Copy out everything from the start of the material down to the line containing "[269,113,287,123]", with both ends included.

▼

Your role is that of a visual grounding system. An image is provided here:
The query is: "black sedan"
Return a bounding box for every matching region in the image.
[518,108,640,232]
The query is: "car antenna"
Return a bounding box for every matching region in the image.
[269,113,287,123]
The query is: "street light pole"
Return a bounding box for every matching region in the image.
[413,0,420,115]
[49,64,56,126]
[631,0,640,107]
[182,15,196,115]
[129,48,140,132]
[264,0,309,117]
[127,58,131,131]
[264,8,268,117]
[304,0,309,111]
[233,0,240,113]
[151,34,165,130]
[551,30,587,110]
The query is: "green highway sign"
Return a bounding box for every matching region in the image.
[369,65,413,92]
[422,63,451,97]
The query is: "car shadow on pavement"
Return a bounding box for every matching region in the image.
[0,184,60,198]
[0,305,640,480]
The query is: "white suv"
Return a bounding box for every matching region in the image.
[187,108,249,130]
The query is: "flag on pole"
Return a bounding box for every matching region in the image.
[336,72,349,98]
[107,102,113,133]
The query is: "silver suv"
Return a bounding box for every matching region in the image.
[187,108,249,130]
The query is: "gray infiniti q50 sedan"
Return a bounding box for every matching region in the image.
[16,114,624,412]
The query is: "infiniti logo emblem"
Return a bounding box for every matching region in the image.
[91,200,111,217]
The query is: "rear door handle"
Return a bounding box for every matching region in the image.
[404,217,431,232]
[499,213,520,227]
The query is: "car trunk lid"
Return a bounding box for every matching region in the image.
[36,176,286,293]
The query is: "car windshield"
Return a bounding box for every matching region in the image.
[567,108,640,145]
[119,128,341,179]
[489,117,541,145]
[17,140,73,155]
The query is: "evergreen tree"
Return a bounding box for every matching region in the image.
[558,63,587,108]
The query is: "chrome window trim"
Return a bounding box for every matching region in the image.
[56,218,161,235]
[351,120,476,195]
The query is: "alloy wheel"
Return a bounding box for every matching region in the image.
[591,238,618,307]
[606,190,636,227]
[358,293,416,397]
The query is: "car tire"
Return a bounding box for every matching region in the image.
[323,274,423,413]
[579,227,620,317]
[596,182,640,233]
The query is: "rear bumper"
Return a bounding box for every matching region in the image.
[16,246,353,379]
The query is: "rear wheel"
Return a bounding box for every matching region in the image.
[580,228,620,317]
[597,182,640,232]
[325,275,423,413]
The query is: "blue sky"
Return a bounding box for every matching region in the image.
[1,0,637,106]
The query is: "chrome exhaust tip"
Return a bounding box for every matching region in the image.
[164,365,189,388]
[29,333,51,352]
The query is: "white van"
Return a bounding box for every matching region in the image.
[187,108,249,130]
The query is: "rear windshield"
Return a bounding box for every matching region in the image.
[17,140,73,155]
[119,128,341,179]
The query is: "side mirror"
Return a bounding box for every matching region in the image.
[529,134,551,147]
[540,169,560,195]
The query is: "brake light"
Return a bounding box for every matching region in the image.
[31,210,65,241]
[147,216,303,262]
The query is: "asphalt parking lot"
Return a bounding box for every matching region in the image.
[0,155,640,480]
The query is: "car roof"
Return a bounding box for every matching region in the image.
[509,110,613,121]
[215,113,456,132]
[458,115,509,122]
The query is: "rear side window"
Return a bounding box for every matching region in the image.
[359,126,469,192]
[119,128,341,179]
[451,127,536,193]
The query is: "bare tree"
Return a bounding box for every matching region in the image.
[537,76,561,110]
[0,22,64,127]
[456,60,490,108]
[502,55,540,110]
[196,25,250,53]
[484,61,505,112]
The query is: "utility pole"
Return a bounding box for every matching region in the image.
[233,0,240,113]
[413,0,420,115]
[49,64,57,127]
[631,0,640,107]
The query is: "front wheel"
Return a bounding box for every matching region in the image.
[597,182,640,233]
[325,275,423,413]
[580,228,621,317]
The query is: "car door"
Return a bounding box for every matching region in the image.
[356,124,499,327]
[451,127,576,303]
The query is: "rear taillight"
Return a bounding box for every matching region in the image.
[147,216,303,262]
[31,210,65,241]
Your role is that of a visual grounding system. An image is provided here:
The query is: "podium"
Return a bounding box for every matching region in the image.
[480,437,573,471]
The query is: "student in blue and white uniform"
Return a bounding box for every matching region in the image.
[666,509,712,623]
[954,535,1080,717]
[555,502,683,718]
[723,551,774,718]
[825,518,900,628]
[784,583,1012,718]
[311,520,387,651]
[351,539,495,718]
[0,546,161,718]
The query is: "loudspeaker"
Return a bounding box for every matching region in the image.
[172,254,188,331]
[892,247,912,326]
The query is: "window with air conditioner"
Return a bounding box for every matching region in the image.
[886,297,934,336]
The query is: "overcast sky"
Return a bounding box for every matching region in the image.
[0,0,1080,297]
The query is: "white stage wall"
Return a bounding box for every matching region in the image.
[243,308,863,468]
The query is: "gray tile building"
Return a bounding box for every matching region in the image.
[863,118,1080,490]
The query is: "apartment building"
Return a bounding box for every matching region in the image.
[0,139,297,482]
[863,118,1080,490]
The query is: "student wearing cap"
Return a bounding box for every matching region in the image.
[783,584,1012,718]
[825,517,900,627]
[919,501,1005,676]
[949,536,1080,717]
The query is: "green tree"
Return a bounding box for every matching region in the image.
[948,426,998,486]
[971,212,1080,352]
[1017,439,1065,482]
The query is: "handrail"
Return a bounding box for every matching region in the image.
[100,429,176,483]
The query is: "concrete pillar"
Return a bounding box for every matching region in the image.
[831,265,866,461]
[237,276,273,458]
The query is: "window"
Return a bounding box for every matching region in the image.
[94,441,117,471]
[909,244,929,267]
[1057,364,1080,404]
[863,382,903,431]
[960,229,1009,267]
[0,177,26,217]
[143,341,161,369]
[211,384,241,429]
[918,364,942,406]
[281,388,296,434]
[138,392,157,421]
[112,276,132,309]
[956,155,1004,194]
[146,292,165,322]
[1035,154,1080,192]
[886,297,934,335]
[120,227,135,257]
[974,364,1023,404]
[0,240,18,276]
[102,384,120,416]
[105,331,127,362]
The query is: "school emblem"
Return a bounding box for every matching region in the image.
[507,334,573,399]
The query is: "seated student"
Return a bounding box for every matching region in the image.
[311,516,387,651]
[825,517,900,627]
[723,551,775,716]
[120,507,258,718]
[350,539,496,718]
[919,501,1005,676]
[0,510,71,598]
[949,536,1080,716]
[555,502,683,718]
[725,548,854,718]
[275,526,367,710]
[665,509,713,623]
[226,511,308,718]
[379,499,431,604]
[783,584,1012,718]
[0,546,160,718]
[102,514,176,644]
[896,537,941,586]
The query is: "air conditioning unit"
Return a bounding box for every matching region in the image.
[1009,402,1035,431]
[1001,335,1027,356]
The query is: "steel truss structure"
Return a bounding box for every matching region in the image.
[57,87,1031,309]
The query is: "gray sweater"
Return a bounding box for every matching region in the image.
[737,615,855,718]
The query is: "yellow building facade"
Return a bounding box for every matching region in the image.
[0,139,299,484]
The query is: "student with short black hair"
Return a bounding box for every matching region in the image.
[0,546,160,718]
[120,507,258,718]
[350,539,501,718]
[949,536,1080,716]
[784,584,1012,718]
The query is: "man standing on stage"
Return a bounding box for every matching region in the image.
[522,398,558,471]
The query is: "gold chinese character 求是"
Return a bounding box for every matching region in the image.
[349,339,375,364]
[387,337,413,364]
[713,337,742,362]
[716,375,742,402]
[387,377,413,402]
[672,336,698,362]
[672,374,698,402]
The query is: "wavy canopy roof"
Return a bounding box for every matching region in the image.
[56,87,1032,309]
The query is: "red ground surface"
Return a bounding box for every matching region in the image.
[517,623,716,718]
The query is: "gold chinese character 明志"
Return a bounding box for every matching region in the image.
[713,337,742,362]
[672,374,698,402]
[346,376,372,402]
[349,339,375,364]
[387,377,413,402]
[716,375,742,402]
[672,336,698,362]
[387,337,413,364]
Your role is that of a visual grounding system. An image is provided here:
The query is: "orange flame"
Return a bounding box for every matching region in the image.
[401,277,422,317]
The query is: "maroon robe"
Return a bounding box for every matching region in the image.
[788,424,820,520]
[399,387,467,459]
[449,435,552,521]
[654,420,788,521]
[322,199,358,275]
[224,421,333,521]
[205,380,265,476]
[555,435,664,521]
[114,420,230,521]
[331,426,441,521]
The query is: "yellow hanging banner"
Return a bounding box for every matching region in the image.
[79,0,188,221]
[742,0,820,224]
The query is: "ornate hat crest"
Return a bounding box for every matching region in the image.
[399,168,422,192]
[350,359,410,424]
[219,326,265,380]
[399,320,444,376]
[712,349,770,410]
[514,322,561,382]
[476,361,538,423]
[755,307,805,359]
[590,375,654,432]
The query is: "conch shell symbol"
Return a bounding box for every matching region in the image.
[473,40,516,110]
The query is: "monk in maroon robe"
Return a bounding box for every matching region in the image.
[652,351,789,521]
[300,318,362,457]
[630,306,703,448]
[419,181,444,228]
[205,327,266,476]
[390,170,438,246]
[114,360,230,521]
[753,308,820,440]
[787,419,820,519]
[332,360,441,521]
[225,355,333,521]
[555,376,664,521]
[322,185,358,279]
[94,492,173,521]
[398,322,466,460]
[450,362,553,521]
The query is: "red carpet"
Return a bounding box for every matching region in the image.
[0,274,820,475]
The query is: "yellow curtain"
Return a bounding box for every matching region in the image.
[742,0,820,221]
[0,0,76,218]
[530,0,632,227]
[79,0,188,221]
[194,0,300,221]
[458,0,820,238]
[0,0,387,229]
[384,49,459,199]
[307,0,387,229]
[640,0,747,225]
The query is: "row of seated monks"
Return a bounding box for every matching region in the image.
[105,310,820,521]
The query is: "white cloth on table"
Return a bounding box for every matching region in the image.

▲

§ RESPONSE TO THIS TASK:
Your role is that of a visual grounding system. An image is provided here:
The query is: "black sedan"
Return a bounding box for every matching region in the image.
[518,108,640,232]
The query is: "car antenna"
Return a bounding box for every matching region in the image.
[269,113,287,123]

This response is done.